What you will do: Write out every line of the records below word for word, but leave the pictures out.

A run of records:
-=-=-

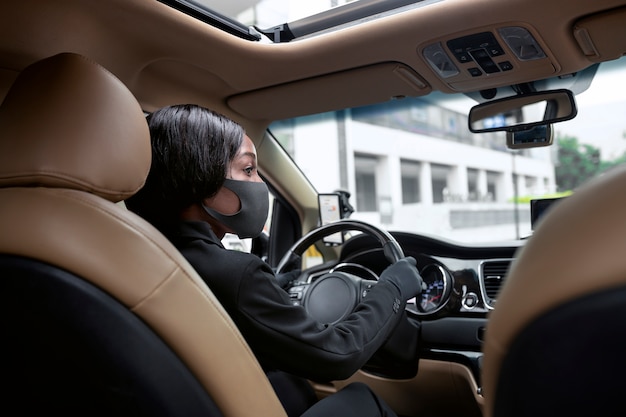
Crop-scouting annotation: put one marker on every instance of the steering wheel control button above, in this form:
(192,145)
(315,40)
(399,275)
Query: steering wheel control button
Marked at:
(470,300)
(396,305)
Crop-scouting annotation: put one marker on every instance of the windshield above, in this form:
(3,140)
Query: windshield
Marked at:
(413,165)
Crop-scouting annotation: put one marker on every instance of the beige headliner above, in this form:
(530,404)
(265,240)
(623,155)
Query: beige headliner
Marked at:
(166,57)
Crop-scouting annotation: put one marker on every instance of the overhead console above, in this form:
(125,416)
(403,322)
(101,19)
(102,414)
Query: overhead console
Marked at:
(463,62)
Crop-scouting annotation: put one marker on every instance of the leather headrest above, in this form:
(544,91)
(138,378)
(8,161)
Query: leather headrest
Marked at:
(69,123)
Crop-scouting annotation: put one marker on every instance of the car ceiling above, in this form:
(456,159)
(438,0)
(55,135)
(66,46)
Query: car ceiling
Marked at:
(166,57)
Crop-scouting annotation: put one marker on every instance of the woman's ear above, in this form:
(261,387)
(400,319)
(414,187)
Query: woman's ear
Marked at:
(224,201)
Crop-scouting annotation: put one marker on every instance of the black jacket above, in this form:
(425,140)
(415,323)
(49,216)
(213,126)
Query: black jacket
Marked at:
(282,335)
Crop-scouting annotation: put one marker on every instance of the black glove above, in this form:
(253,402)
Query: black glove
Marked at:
(286,279)
(404,275)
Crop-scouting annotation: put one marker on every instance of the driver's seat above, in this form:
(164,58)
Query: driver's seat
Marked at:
(100,314)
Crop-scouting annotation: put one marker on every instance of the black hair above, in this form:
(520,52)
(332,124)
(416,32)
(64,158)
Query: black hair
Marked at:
(192,148)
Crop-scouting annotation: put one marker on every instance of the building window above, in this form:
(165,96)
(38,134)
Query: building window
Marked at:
(410,182)
(365,178)
(441,190)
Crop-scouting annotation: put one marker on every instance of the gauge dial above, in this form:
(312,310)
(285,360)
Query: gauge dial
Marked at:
(435,289)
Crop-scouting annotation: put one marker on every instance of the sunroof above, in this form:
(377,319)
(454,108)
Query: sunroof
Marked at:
(286,20)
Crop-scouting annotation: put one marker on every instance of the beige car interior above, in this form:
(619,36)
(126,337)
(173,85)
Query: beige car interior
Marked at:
(74,142)
(558,331)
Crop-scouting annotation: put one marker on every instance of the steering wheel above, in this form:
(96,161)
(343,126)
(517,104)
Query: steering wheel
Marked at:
(335,294)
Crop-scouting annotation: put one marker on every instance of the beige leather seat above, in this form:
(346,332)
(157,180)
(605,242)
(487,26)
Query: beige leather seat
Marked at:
(100,314)
(556,340)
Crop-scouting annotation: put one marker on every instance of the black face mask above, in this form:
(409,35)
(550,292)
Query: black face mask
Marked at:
(250,219)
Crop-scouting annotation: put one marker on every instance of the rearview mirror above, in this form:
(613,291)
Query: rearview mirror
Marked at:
(523,112)
(534,137)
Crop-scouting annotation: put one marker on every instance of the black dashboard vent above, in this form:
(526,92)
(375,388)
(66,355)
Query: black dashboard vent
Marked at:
(492,274)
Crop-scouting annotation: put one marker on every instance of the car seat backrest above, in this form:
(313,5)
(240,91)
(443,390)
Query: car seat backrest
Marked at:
(555,341)
(73,142)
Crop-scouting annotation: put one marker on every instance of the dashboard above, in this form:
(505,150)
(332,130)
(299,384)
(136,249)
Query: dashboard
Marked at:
(461,286)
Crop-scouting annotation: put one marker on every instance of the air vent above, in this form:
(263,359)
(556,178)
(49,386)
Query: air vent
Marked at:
(492,275)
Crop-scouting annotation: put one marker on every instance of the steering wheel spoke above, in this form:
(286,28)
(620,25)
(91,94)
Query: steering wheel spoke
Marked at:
(331,297)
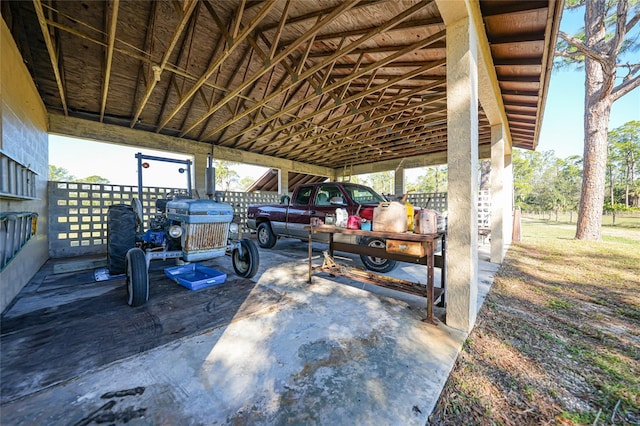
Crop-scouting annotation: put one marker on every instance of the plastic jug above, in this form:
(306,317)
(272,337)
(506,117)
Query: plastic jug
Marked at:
(426,222)
(390,217)
(410,212)
(342,218)
(353,222)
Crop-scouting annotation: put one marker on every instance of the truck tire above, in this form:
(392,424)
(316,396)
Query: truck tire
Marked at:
(266,237)
(377,264)
(137,278)
(121,236)
(246,265)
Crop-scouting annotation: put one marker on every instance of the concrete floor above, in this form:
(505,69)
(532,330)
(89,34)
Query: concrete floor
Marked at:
(336,352)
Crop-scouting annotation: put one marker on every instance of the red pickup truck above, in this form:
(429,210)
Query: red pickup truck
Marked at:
(289,218)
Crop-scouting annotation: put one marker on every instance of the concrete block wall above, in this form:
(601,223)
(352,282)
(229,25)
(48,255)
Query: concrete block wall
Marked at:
(24,143)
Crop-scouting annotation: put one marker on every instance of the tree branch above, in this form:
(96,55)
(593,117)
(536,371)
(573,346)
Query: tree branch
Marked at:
(625,87)
(578,44)
(618,37)
(633,21)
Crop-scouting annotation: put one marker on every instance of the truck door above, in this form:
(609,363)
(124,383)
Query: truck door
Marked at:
(298,215)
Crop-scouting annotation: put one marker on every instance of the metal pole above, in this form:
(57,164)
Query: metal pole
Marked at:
(139,157)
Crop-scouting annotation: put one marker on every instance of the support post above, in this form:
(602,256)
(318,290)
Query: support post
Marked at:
(462,123)
(398,181)
(283,181)
(497,193)
(508,200)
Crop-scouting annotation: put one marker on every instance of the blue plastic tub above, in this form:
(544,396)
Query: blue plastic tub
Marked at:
(195,276)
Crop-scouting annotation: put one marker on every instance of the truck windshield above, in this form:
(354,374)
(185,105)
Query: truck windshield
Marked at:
(363,194)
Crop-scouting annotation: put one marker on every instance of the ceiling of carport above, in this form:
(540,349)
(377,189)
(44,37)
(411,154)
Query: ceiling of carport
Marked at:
(332,83)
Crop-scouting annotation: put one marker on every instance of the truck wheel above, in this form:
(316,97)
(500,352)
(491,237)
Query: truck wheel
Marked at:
(246,265)
(266,237)
(377,264)
(121,236)
(137,278)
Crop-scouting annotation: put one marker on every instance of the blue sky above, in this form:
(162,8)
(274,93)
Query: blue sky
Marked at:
(562,132)
(562,126)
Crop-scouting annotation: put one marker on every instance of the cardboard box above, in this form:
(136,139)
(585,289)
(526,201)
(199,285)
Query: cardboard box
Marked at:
(410,248)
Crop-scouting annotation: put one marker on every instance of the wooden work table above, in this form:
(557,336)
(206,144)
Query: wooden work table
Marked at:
(427,256)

-=-=-

Complete answer:
Crop-scouting annotation: put one marker on every instance of the steering wheel control button above, in this form:
(192,145)
(315,40)
(399,275)
Query: steering wheel control button
Marked at:
(470,300)
(396,305)
Crop-scouting annotation: put one marker on every instance of the windshield above, in this form:
(3,140)
Query: windshield
Marked at:
(413,165)
Crop-scouting annotation: put one marker on every instance of the beige headliner above, in this form:
(530,404)
(265,240)
(623,155)
Query: beige headliner
Marked at:
(166,57)
Crop-scouting annotation: put one marker on every instance of the overhead console above, in this form:
(125,416)
(403,322)
(101,19)
(102,414)
Query: overhead console
Marked at:
(463,62)
Crop-scouting annotation: put one marker on every instance of the leather headrest above, in this form:
(544,91)
(138,378)
(8,161)
Query: leather headrest
Marked at:
(69,123)
Crop-scouting annotation: put one marker on every instance of the car ceiling above, in this form:
(456,159)
(438,0)
(55,135)
(66,46)
Query: car ceiling
Marked at:
(166,57)
Crop-scouting annotation: put one marker on every instance of the woman's ear above, in this form:
(261,387)
(400,319)
(414,187)
Query: woman's ear
Marked at:
(224,201)
Crop-scouting annotation: put one marker on every instance of the black jacket above, in this form:
(425,140)
(415,323)
(49,216)
(213,126)
Query: black jacket
Marked at:
(282,335)
Crop-scouting annotation: put one marker on every instance of the black glove above, in this form:
(253,402)
Query: black glove
Marked at:
(286,279)
(404,275)
Crop-scouting annotation: put one marker on every instance of the driver's seat above, in this form:
(164,58)
Query: driver's seat
Marked at:
(100,314)
Crop-scouting annotation: put one marker on every instance of the black hair above, in this form:
(520,52)
(332,124)
(416,32)
(64,158)
Query: black hair
Marked at:
(192,148)
Crop-scouting annotation: put one marker on every instance of the building window above, in this form:
(165,96)
(38,134)
Query: building window
Marked at:
(410,182)
(365,178)
(441,190)
Crop-scouting annotation: put one marker on every instance of the gauge dial above, in this form:
(312,310)
(285,360)
Query: gauge dial
Marked at:
(435,289)
Crop-scouting annotation: put one marker on every instance of the sunroof above, in this form:
(377,319)
(454,108)
Query: sunroof
Marked at:
(286,20)
Crop-scouting annotation: put one marker on every instance of the beige car interior above, in this form:
(619,36)
(126,337)
(173,85)
Query: beige car interior
Marked at:
(74,142)
(558,331)
Crop-scouting annotation: put one marker on every instance of the steering wheel above, in this form:
(96,161)
(343,126)
(517,104)
Query: steering wheel
Marked at:
(335,294)
Crop-scouting annotation: put one marker on every instance of the beige leather seat above, in this form:
(346,332)
(157,180)
(605,242)
(487,26)
Query: beige leather seat
Marked at:
(100,314)
(556,340)
Crop-scouting annotation: put one marker on every instance of the black face mask above, in this form:
(409,35)
(550,292)
Query: black face mask
Marked at:
(250,219)
Crop-scouting annotation: put one marker on every instance of the rearview mirror above, in this form:
(613,291)
Query: rearview mirror
Marked at:
(523,112)
(534,137)
Crop-scouting annotation: put one marker on every instance of the black dashboard vent above, in this form:
(526,92)
(375,388)
(66,355)
Query: black dashboard vent
Marked at:
(492,274)
Crop-scouting annotation: put one marker on every instance of the car seat backrest above, in this form:
(313,5)
(240,91)
(443,390)
Query: car seat backrest
Marked at:
(555,341)
(73,142)
Crop-scouting annotation: put one marker on every instance of the dashboard above, in this form:
(505,150)
(332,130)
(299,384)
(136,249)
Query: dashboard
Marked at:
(461,286)
Crop-scouting annotation: put one marker on every instance of the air vent above, in this form:
(263,359)
(556,178)
(49,386)
Query: air vent
Marked at:
(492,275)
Crop-scouting annotation: put one marker on every instance of the steering wheel spoke above, in this form:
(286,28)
(620,25)
(91,94)
Query: steering wheel spoke
Marked at:
(331,297)
Crop-scouting annotation: put one marker on every instance of the plastic jug above, in this form:
(306,317)
(272,337)
(506,117)
Query: plastic jug
Marked at:
(426,222)
(390,217)
(410,212)
(342,218)
(353,222)
Crop-scouting annotation: put one marker on every instance of the truck tire above, in this form:
(392,424)
(316,396)
Query: truck tire
Marked at:
(266,237)
(377,264)
(137,278)
(121,236)
(246,265)
Crop-scouting annotation: put one marker on every instance of the concrete floor above, in this form:
(505,69)
(532,330)
(89,34)
Query: concrete floor
Marked at:
(336,352)
Crop-scouting annotation: put one marker on every instance of the red pickup truck above, in this form:
(429,210)
Query: red pickup truck
Marked at:
(289,218)
Crop-scouting annotation: put one marker on every instance of the concrete block wall above, in this form:
(601,223)
(352,282)
(229,25)
(48,255)
Query: concrete block wall
Marked at:
(24,143)
Crop-scouting annotation: put one marker on every instance of the tree branch above, in this form:
(96,55)
(593,117)
(536,371)
(573,346)
Query: tree branch
Marked at:
(625,87)
(578,44)
(618,37)
(633,21)
Crop-scouting annotation: put one marker on every instance of the truck door above, in this form:
(609,363)
(124,383)
Query: truck door
Marked at:
(298,215)
Crop-scouting annotation: put one marker on every instance of the metal pole above, in this form:
(57,164)
Query: metal pole
Marked at:
(139,157)
Crop-scouting annotation: put one marker on every instance of the support post above, in this form:
(602,256)
(318,290)
Query: support post
Marked at:
(462,123)
(398,181)
(283,181)
(497,193)
(508,200)
Crop-scouting annotation: put one marker on every instance of the blue plastic tub above, in this form:
(544,396)
Query: blue plastic tub
Marked at:
(195,276)
Crop-scouting annotation: put one marker on every instance of the truck windshield above, in this form:
(354,374)
(185,105)
Query: truck windshield
Marked at:
(363,194)
Crop-scouting annotation: put one marker on every instance of the ceiling of carport above, in this form:
(540,349)
(377,189)
(44,37)
(411,154)
Query: ceiling of carport
Marked at:
(332,83)
Crop-scouting annotation: put one marker on every instance of the truck wheel above, in this form:
(316,97)
(500,352)
(491,237)
Query: truck wheel
Marked at:
(246,265)
(266,237)
(377,264)
(121,236)
(137,278)
Crop-scouting annotation: put one marker on every instance of the blue sky above, in this form:
(162,8)
(274,93)
Query: blue sky
Marked at:
(562,132)
(562,126)
Crop-scouting annotation: put one marker on every instance of the cardboard box above, in this form:
(136,139)
(585,289)
(526,201)
(199,285)
Query: cardboard box
Marked at:
(410,248)
Crop-scouting annotation: put one marker on every instance of the wooden work table above, in this form:
(557,336)
(206,144)
Query: wooden work table
Marked at:
(427,256)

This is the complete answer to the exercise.